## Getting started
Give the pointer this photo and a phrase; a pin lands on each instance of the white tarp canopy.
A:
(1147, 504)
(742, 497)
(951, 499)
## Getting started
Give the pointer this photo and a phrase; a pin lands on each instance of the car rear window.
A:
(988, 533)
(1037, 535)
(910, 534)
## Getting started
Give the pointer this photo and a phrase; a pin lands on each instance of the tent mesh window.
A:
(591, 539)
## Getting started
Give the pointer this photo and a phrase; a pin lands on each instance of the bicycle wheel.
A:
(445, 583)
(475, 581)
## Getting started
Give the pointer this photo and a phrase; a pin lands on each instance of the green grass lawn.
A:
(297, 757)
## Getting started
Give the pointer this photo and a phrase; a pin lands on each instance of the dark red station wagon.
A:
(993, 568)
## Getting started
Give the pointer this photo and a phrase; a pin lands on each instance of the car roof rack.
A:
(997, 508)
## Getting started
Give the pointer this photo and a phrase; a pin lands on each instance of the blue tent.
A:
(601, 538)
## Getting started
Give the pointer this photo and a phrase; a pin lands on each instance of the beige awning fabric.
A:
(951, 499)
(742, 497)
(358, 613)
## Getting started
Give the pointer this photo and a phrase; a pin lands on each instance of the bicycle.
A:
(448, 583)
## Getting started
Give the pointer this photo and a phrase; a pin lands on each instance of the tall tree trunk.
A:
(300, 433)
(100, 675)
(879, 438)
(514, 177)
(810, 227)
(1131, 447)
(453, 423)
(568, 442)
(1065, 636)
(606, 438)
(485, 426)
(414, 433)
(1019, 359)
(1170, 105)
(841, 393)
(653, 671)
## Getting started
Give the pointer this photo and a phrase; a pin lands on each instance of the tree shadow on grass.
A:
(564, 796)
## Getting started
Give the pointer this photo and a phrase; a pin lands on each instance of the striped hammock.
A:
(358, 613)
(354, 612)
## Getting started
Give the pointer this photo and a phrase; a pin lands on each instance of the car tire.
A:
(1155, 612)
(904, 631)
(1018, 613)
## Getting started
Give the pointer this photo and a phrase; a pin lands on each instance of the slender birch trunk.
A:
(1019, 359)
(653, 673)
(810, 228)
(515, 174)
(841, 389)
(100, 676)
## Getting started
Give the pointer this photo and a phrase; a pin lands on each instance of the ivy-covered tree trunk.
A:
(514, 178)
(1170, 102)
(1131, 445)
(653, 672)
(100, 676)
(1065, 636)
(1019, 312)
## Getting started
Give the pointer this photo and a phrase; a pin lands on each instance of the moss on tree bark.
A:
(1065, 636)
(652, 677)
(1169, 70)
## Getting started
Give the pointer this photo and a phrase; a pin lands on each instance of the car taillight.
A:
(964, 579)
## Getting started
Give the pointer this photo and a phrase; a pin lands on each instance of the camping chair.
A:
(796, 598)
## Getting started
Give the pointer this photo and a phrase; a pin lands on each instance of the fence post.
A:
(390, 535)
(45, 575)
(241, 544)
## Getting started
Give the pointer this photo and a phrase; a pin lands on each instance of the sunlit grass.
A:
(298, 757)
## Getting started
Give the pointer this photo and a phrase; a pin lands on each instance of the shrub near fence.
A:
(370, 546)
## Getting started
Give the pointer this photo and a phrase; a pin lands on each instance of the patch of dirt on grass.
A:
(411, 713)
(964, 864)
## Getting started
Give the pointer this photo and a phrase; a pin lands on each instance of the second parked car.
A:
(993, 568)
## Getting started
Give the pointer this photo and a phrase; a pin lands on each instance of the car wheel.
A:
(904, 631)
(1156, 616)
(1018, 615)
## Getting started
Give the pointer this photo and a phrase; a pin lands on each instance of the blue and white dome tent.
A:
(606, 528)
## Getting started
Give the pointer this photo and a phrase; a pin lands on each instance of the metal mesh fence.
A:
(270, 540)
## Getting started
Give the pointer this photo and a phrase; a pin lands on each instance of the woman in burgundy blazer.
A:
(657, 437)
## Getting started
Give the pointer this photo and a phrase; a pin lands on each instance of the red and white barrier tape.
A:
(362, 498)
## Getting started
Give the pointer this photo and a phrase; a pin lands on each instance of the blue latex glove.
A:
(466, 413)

Stated task: Quote every line of the data, word for word.

Written answer:
## Getting started
Give the pointer this photo and a phrase; a pin lands on each instance of the white tarp canopy.
A:
(1147, 504)
(742, 497)
(951, 499)
## Getting started
Give the pointer this photo and a phrase; a pin lands on each instance of the car rear window.
A:
(988, 533)
(1037, 535)
(910, 534)
## Getting started
Give the pointer this photo and a phrase; a pin lands on each instance of the tent mesh window.
A:
(591, 539)
## Getting started
Give the pointer this photo and a phrase; a pin lands on each instance of the bicycle wheel.
A:
(445, 583)
(475, 581)
## Getting started
Give the pointer this photo and a phrase; a pin lands on each instance of the green grass lawn.
A:
(297, 757)
## Getting started
Give the pointer this photo and a phrase; a pin lands on each instance of the dark red station wagon.
A:
(993, 568)
## Getting started
Give the pointer this photo and a phrase; a pin lands on each instance of the car roof rack.
A:
(997, 508)
## Getting started
Give the pointer this photo and a phrase; a pin lands on each instance of the blue tent.
A:
(601, 538)
## Getting started
Give the pointer this photo and a phrase; a pin lands on each instance of the beige awning fabric.
A:
(951, 499)
(742, 497)
(358, 613)
## Getting started
Give the pointer this photo and a phrase; a pin lands on each instance of the bicycle.
A:
(448, 583)
## Getting started
Give the pointer this photo and a phrase; a pin lands on each instance of the tall tree trunk.
A:
(300, 433)
(100, 675)
(879, 438)
(514, 177)
(810, 227)
(1131, 447)
(453, 423)
(568, 442)
(1065, 636)
(606, 438)
(485, 426)
(414, 433)
(1019, 359)
(1170, 105)
(841, 393)
(653, 671)
## Getting started
Give the pointer this photo and a phrase; a pin lands on each instance of the tree shadow on grass.
A:
(564, 796)
## Getting started
Give the pointer this photo and a phrase; a pin lands on each instance of the striped hammock.
A:
(358, 613)
(354, 612)
## Getting started
Give the pointer this photo and a phrase; a pin lands on each instance of the car tire.
A:
(1155, 612)
(904, 631)
(1018, 613)
## Getting started
Give the pointer this photo and a phrase; a pin lands on each instance of the slender birch trunk.
A:
(1019, 359)
(653, 673)
(810, 228)
(515, 174)
(841, 389)
(100, 676)
## Getting started
Give the pointer this photo and a phrase; a pin lands on each instance of the ivy-covered tree trunk.
A:
(514, 178)
(1170, 102)
(1131, 445)
(653, 672)
(100, 676)
(1065, 636)
(1019, 312)
## Getting started
Give the pointer this photo and a phrase; a pin lands on each instance of the moss on tree bark.
A:
(1065, 636)
(652, 677)
(1169, 70)
## Getting started
Give the pointer this photo and a phrase; a pin lands on each instance of the car taillight.
A:
(964, 579)
## Getting started
Give the pointer this photo and a phrase; a pin lands on each instance of the camping chair.
A:
(796, 598)
## Getting started
Give the pointer this photo and a phrase; a pin lands on each instance of the fence post.
A:
(390, 535)
(45, 575)
(241, 544)
## Getting started
Give the pointer this photo and a phrase; a pin lands on each instance of the sunlit grass.
A:
(298, 757)
## Getting started
Give the pointer this photo and a phrase; a pin lands on each instance of the shrub near fence.
A:
(370, 546)
## Getting started
Give the pointer this photo and a phrase; a pin lands on each instance of the patch of dirt on grass.
A:
(411, 713)
(964, 864)
## Getting started
Give the pointer this photo and a phrase; a pin lands on each instance of the second parked car.
A:
(993, 568)
## Getting started
Give the pointer this photo and a phrase; a pin lands on each instance of the car wheel.
A:
(904, 631)
(1156, 616)
(1018, 615)
## Getting started
Give the pointer this photo and a phrase; a pin lands on each instance of the blue and white dome tent.
A:
(606, 528)
## Getting started
Give the pointer this photo and a phrase; a pin lands on each instance of the metal mesh fence.
A:
(270, 540)
## Getting started
Give the pointer this photo and a phrase; a pin lands on each instance of the woman in burgundy blazer.
A:
(657, 437)
## Getting started
Give the pointer this photo and a phrase; a pin lands on each instance of the red and white barrier tape.
A:
(362, 498)
## Getting started
Give the pointer this photo and a phrase; a pin lands on each instance of the blue latex glove.
A:
(466, 413)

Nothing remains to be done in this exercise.